▶ [WHAT THE TASK ASKS]:
Output all of the entries exactly as written.

+++

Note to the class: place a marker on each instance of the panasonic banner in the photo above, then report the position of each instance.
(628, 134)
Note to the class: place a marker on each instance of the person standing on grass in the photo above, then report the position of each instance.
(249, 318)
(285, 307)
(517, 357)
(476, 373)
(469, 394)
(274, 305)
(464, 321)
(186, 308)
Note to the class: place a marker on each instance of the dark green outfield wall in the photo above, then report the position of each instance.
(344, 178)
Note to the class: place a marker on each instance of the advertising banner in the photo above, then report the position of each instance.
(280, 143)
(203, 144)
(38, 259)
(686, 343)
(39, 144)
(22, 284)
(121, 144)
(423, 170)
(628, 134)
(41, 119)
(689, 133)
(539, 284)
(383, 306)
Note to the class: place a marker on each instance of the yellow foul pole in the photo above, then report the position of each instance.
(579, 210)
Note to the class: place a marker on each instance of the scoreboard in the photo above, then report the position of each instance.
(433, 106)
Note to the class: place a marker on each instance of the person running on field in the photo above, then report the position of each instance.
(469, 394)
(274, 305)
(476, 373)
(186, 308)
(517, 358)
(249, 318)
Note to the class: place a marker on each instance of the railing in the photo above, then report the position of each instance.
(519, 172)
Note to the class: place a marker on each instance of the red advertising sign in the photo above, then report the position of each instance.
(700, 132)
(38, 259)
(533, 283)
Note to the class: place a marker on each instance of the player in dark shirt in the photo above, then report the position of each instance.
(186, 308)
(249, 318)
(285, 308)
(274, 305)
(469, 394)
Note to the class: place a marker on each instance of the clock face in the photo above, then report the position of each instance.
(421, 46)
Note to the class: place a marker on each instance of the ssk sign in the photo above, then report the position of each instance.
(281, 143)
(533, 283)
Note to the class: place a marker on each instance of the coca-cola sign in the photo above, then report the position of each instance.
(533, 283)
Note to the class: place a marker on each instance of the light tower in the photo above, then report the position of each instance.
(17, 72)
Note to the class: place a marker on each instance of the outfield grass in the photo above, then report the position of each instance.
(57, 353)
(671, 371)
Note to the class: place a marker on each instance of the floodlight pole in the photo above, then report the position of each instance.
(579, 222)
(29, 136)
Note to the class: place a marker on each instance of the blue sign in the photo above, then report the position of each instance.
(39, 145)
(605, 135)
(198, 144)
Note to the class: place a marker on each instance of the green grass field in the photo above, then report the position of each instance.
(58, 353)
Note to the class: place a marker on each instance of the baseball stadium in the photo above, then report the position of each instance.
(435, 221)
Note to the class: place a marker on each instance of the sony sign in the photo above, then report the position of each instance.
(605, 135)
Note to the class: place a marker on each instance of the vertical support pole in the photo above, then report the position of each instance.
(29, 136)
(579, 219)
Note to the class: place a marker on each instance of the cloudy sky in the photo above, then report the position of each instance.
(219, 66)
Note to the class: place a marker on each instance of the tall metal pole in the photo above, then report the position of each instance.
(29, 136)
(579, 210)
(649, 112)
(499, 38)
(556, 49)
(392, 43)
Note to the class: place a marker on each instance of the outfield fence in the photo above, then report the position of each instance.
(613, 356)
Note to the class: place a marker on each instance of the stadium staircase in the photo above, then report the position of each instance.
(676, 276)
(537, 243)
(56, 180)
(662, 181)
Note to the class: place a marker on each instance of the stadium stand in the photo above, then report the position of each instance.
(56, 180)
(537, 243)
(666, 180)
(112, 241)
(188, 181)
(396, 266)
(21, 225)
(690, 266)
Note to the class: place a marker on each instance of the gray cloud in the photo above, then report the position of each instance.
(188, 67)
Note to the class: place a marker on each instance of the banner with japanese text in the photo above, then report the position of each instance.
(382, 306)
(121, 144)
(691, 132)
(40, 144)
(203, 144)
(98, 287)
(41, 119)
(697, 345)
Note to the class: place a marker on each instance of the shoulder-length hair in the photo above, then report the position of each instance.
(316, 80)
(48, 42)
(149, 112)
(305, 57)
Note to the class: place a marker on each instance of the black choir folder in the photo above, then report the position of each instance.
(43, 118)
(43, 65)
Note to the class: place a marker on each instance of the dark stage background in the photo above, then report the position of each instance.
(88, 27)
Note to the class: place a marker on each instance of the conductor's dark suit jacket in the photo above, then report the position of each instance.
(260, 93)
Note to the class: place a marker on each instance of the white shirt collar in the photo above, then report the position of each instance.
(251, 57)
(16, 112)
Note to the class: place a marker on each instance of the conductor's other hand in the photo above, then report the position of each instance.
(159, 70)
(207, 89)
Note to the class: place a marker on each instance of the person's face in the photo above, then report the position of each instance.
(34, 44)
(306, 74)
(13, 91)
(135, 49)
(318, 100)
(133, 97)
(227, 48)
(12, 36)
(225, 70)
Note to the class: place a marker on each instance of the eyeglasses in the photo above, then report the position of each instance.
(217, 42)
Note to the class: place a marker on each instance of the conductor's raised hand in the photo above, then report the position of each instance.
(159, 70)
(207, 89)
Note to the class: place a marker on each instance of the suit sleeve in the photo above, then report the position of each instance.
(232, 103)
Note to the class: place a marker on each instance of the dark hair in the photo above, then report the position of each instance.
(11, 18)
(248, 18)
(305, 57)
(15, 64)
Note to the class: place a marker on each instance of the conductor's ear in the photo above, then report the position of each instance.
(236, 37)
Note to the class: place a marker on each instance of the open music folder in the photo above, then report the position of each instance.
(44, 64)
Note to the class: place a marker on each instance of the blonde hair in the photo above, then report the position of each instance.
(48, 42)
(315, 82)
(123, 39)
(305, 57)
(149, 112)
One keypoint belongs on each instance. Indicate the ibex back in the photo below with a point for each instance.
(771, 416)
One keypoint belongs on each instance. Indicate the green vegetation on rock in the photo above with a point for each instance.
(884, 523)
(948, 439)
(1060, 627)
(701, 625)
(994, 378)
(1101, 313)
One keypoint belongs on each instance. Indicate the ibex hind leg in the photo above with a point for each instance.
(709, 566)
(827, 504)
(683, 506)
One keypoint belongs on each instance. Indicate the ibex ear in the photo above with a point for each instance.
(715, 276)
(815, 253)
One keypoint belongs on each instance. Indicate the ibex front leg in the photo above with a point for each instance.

+++

▶ [RESPONSE]:
Note to the class: place a marker on each instance of the panasonic banner in the photo above, then report the position of each instance.
(628, 134)
Note to the class: place a marker on each instance of the person standing on grass in the photo above, then report the position of each instance.
(249, 318)
(285, 307)
(517, 357)
(476, 373)
(469, 394)
(274, 305)
(464, 321)
(186, 308)
Note to the class: place a marker on each instance of the dark green outfield wall in the photo above, then report the position of each instance.
(344, 178)
Note to the class: place a marker on each instance of the advertising banner in the photo above, then report the position of each instance.
(280, 143)
(203, 144)
(38, 259)
(686, 343)
(39, 144)
(22, 284)
(121, 144)
(423, 170)
(628, 134)
(41, 119)
(689, 133)
(539, 284)
(383, 306)
Note to the class: place a marker on each instance of the yellow foul pole in the photo above, then report the position of each instance.
(579, 210)
Note to the class: place a marker on each instance of the scoreboard in the photo above, then report the position of each instance.
(433, 106)
Note to the class: place a marker on each instance of the person running on field in the photo above, then report the position of each instance.
(469, 394)
(274, 305)
(476, 373)
(186, 308)
(517, 358)
(249, 318)
Note to the class: place a marker on each instance of the railing in the photo above, then report the position of each instance.
(519, 172)
Note to the class: place a marker on each instance of the red advertising sign in the photo above, then report the position of each instance.
(700, 132)
(38, 259)
(533, 283)
Note to the class: place a marker on each instance of the player in dark shirt in the photo above, then report the position of each instance.
(186, 308)
(249, 318)
(285, 308)
(274, 305)
(469, 394)
Note to the class: place a marker on each instance of the clock face in the photo above, then report the position of each instance.
(421, 46)
Note to the class: place a marker on each instance of the ssk sign in the photo above, then report the position of each instance.
(281, 143)
(533, 283)
Note to the class: place a marker on each instance of the coca-cola sign in the photo above, then report the position of each instance.
(533, 283)
Note to the class: place a marker on each instance of the light tower in the photo above, then report the position of each instance.
(17, 72)
Note to the class: place a marker on each instance of the outfield grass in the photo above, then report the position of each instance.
(57, 353)
(671, 371)
Note to the class: place a marker on each instance of the floodlight pole in the photo above, then report the position of each instance.
(579, 222)
(29, 136)
Note to the class: place a marker on each instance of the blue sign in the photo above, then report the position of each instance.
(39, 145)
(605, 135)
(198, 144)
Note to the class: place a marker on each instance of the green grass field in the photo above, then report the position of each instance.
(58, 353)
Note to the class: place a marker on each instance of the baseball stadium in the photo above, then report the position of each instance.
(435, 221)
Note to the class: place a marker on each instance of the sony sign in the photo above, then report the position of each instance.
(605, 135)
Note to the class: place a marker on each instance of the vertical support pole in the photo above, then report the position of each instance.
(29, 136)
(579, 219)
Note to the class: place a marker on each instance of the cloudy sky in the photo above, then report the position of each instance.
(219, 66)
Note to the class: place a marker on each instance of the tall metal pole in the photo above, then report the position of each instance.
(29, 136)
(579, 210)
(649, 112)
(499, 38)
(556, 49)
(392, 43)
Note to the class: place a marker on each instance of the outfield fence in the photo above, then report the position of each instance.
(613, 356)
Note to the class: place a marker on each instance of the stadium staircase in the photo above, then report the position of each instance.
(676, 276)
(537, 243)
(56, 180)
(662, 181)
Note to the class: place a marker on each instance of the stadium stand in the photo above, then report the position of each instance.
(56, 180)
(537, 243)
(666, 180)
(112, 241)
(188, 181)
(396, 266)
(21, 225)
(690, 266)
Note to the class: place a marker on each instance of the gray cloud in the photo above, then report the position of each instance.
(188, 67)
Note to the class: place a marker on each instance of the banner with japanese text in the photo above, then report the position of each instance.
(382, 306)
(121, 144)
(691, 132)
(40, 144)
(203, 144)
(98, 287)
(41, 119)
(697, 345)
Note to the class: place a marker on each instance of the shoulder-length hair in the photo above, then report the position of each instance.
(316, 80)
(48, 42)
(149, 112)
(305, 57)
Note to the class: place a marker on each instance of the black choir folder in the photo above, then report the position of each instance.
(43, 118)
(43, 65)
Note to the class: place a marker on each instance of the dark stage background in the photo above, then report the position of each instance.
(88, 27)
Note to the class: place a marker on each instance of the conductor's dark suit jacket in the photo above, then report the position of each instance.
(260, 93)
Note to the class: place a marker on each instance of the white shirt collar in the photo above, then report the position of each instance.
(251, 57)
(16, 112)
Note to the class: place a marker on each instance of the conductor's other hand in the photo above, then report the position of each instance.
(159, 70)
(207, 89)
Note to the class: place a marker on each instance of the person's face in the photo above, then report the position of each instance.
(34, 44)
(306, 74)
(13, 91)
(135, 49)
(318, 100)
(133, 97)
(227, 48)
(12, 36)
(225, 70)
Note to the class: place a marker on each instance of the eyeglasses in the photo above, then report the position of each instance.
(217, 42)
Note to the class: place a marker on each instance of the conductor's raised hand in the photo above, then report the position of each instance.
(159, 70)
(207, 89)
Note to the class: place a marker on each instance of the suit sleeve in the photo above, then report the position of each instance.
(232, 103)
Note to the class: place a marker on each instance of the dark hair in the photo above, then report the position of each instance.
(11, 18)
(248, 18)
(305, 57)
(15, 64)
Note to the class: place a marker on each instance of the conductor's ear in the photo above, then report the position of each instance.
(236, 37)
Note to the class: place a marker on each instance of the open music folder in the photo above, then report the position of each instance.
(44, 64)
Note to the class: place a marker on each instance of the blonde hair in the photo above, then report the position of each instance.
(48, 42)
(315, 82)
(123, 39)
(305, 57)
(149, 112)
One keypoint belongs on each instance. Indicate the ibex back in the photo below with a point for each instance.
(771, 416)
One keypoint belongs on each instance. Indicate the green vegetation on rock in the photo above with a point for each instance.
(884, 523)
(948, 439)
(1060, 627)
(701, 625)
(994, 378)
(1101, 313)
One keypoint belongs on each instance. Indicate the ibex hind leg in the photo above with a point for each instance.
(709, 566)
(827, 504)
(683, 506)
One keypoint belongs on each instance. Indicate the ibex ear in the photo above with a point for each instance.
(715, 276)
(815, 253)
One keypoint belongs on each instance. Indicate the ibex front leg in the photo above with a point for each instance.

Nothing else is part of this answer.